:: Text block ::

Continued from yesterday…
One day an ambitious little spider made its way down from a ceiling, slid down a wall, crept over an old fashioned roller blind, then down the cord one might use to pull the blind down or up. But this blind, hanging in the living room of an old red brick house, was never pulled down or up. It had hung part-way down for a decade or more and no one moved it. No one removed the spider, either.
Sensing itself secure, the spider began to make its web. Swinging from the end of the cord toward the nearby window frame it attached one of its silky threads to that. Then it repeated the process until it had completed its web. And this web, as it was fashioned, eventually pulled the cord sideways.
Neighbours going by smiled when they saw the cord hanging at an angle. This was Carl McNeil’s house and we all knew that, though he kept his garden in good order, he wasn’t bothered with housework. He occupied two rooms, his kitchen and his bedroom upstairs. Since he never invited anyone into his house, no one really knew what it looked like inside but we judged a lot by that one cord hanging crooked for years — and the fact that the half a bucket of water Carl got from Giff Pomeroy’s pump once a week wouldn’t be cleaning very much. That was Carl’s bath water.
Carl was a faithful attender of the United Church in Fullarton. Town folks said it with kindness and a smile, but they admitted it took an extra bit of charity to sit near Carl on days when the church building was especially warm. Soon Marguerite would be telling him, “Carl, it’s time to send your clothes to the cleaners again.”
At the end of October, as the town children prepared to go trick or treating, Carl would go down to the store to buy a bag of treats to hand out. For years he bought a bag of marshmallows and gave one to each of the children that called at his door. Then one year he discovered mini-marshmallows so he bought a bag and generously gave each child several. Since this worked so well, he continued to shell out this way. Was he such a miser, or did he think most children at the time were getting enough sweets?
Carl’s only known health problem was his need for a pacemaker. The first one installed did him for years but when he was 85 the battery needed to be changed. As I recall, he was feeling odd for a few days, so a neighbour took him to a hospital in London, ON, where he had the procedure done. He was supposed to stay there for a couple of days and properly recover after the surgery. However, he wanted to be home, so the next morning he signed himself out, walked downtown to the bus depot and caught the bus for home.

:::

_Directions:_
According to the story about Carl McNeil, where did Carl get the half a bucket of water he used each week? The entries that follow were taken from a separate source.

:: Data extracts ::

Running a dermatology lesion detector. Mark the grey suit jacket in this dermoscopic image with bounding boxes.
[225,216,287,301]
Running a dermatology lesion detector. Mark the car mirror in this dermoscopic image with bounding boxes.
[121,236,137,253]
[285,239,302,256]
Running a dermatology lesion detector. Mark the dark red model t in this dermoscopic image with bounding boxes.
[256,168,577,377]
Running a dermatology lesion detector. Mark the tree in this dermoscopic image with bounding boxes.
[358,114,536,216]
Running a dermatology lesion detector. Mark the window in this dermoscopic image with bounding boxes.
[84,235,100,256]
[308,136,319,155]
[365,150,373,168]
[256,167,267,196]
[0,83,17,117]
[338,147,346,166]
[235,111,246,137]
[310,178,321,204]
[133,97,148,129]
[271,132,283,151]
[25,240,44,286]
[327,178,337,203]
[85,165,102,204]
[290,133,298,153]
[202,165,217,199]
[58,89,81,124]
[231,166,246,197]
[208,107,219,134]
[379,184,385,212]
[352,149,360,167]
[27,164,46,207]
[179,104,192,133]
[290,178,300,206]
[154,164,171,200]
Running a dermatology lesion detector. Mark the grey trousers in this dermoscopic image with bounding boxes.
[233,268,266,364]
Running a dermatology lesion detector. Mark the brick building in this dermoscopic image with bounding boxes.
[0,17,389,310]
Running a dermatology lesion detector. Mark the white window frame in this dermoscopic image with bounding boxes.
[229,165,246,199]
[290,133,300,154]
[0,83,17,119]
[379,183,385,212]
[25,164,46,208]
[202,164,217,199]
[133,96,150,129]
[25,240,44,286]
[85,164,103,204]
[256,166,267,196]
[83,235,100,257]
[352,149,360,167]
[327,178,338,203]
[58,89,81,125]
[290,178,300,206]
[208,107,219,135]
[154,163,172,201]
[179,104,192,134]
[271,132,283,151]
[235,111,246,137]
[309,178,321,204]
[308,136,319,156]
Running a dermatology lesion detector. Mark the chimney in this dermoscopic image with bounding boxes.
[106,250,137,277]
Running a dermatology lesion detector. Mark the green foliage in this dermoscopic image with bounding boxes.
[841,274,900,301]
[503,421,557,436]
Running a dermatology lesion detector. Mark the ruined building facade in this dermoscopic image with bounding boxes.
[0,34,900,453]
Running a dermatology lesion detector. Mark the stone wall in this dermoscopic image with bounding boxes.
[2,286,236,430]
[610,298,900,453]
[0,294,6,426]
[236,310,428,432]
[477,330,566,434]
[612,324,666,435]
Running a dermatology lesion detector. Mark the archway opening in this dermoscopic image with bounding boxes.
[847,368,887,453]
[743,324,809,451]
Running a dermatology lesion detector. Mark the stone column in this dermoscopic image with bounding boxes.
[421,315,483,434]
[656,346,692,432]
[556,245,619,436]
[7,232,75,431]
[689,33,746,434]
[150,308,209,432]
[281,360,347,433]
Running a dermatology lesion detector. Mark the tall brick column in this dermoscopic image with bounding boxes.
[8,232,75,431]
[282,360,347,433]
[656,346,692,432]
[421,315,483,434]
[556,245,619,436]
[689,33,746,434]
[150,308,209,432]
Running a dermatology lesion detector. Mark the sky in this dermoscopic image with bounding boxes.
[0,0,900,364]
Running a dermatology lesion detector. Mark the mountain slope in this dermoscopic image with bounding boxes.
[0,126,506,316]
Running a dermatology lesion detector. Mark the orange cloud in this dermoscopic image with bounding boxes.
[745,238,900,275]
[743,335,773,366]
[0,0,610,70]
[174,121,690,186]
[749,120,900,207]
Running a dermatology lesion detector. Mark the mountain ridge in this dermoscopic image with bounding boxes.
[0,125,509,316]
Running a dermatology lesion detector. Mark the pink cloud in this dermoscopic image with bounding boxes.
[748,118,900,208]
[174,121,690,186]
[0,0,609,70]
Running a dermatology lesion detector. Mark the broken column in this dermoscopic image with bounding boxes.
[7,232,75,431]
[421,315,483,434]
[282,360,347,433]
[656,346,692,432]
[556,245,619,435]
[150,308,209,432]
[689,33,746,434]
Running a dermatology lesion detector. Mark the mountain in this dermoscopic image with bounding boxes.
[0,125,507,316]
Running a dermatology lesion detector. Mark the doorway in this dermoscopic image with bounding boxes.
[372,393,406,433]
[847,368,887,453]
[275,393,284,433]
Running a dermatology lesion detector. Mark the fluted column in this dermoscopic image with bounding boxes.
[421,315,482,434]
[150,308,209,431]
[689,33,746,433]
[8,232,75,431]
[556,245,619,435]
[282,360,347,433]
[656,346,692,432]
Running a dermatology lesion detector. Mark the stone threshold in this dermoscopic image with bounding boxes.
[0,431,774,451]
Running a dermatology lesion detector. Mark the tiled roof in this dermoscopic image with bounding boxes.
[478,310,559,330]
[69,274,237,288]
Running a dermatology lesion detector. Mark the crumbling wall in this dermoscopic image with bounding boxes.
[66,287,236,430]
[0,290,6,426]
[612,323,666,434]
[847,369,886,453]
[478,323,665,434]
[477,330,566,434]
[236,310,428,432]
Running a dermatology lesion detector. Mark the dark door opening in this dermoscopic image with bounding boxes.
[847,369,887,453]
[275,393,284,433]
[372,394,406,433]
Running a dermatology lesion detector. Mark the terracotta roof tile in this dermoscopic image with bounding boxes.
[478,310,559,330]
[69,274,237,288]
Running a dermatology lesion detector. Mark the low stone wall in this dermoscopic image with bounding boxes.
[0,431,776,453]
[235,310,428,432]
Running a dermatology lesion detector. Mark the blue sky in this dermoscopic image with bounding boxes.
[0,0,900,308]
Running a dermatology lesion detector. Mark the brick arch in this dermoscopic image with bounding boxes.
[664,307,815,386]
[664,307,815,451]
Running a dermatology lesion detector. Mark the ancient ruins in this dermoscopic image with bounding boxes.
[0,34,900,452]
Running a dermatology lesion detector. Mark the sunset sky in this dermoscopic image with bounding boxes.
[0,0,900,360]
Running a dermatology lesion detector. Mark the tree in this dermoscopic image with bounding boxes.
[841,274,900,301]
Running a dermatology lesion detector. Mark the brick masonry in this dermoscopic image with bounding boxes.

:::

_Response to the exercise:_
From Giff Pomeroy's pump.